**Exercise description:** Repeat verbatim, and only, the lines of the data below, beginning at the line that contains "pixel 79 28" and stopping after the line that contains "pixel 319 479".

**Material for this exercise:**
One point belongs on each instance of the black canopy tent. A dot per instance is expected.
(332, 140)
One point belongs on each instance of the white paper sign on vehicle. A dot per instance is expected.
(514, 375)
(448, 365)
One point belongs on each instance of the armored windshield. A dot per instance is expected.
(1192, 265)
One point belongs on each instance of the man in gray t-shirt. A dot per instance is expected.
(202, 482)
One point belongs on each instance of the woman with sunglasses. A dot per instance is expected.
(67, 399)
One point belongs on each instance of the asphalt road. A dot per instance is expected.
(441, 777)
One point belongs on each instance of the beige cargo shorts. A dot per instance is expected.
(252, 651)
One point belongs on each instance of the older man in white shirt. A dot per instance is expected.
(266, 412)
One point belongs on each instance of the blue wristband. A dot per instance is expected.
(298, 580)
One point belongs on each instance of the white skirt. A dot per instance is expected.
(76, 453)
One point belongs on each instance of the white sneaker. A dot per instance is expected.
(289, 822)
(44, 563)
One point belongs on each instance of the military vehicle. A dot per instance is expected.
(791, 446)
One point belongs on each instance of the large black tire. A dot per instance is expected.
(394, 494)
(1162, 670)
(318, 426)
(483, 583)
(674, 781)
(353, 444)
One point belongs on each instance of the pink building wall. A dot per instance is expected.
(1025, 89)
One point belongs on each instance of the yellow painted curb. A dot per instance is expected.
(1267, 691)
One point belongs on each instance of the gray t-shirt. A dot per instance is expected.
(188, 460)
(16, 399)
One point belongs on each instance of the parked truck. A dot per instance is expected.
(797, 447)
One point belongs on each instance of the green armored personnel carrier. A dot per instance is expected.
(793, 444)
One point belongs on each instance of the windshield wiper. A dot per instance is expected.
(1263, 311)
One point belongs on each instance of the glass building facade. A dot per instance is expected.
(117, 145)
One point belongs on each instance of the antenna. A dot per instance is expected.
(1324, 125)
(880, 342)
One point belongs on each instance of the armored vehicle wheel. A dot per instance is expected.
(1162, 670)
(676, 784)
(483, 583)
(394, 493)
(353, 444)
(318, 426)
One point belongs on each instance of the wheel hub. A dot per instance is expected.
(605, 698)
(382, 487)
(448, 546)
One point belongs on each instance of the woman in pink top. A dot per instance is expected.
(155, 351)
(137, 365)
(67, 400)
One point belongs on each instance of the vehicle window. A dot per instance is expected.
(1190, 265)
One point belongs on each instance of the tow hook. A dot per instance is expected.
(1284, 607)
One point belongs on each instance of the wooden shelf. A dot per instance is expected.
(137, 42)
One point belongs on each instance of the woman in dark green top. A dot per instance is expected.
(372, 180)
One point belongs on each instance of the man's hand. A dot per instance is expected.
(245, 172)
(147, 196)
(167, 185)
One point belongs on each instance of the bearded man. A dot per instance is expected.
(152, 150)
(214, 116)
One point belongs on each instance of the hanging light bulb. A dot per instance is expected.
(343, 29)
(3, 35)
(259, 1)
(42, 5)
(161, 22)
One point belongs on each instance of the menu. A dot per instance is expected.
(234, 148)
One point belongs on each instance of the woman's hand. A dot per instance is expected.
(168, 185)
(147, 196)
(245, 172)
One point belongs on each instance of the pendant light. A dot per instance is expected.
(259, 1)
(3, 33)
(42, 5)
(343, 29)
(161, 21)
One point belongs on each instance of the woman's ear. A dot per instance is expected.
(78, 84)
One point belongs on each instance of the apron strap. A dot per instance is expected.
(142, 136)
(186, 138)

...

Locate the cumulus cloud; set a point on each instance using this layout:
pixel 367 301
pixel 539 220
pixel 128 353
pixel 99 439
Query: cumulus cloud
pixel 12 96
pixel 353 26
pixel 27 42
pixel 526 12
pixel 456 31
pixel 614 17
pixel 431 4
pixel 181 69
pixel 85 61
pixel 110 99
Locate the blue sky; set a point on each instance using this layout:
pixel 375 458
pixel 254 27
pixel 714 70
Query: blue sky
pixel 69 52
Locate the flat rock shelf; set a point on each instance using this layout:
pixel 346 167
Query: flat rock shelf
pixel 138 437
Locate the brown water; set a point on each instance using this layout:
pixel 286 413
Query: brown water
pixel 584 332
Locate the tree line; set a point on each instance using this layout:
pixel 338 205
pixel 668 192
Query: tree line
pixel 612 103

* * *

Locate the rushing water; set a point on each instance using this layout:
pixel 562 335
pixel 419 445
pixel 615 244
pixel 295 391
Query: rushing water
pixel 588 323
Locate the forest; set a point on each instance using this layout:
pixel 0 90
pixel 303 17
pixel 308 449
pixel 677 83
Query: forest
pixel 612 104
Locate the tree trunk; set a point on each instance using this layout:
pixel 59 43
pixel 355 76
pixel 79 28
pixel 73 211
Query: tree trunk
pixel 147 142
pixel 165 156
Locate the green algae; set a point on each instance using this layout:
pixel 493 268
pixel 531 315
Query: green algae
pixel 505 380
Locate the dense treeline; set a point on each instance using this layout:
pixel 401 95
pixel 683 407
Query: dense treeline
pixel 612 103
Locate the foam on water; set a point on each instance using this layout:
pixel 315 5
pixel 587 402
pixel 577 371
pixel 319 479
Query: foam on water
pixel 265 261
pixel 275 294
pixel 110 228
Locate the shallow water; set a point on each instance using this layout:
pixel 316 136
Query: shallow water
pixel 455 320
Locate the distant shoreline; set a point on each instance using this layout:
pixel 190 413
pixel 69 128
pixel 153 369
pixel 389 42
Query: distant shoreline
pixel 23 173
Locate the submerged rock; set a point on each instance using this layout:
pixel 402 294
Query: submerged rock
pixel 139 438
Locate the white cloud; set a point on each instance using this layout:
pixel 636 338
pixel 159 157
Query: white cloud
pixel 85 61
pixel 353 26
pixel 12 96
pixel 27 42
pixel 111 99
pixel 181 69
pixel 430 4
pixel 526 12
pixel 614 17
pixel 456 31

**Response area:**
pixel 79 28
pixel 73 211
Query: tree trunk
pixel 147 142
pixel 165 156
Locate the green algae; set a point on each instance using this layout:
pixel 493 268
pixel 531 315
Query: green algae
pixel 505 380
Locate the dense treeline; set a point on each instance using this layout:
pixel 401 95
pixel 683 407
Query: dense treeline
pixel 612 103
Locate the foam on water; set a point on each instance using this layout:
pixel 315 5
pixel 587 402
pixel 577 371
pixel 319 479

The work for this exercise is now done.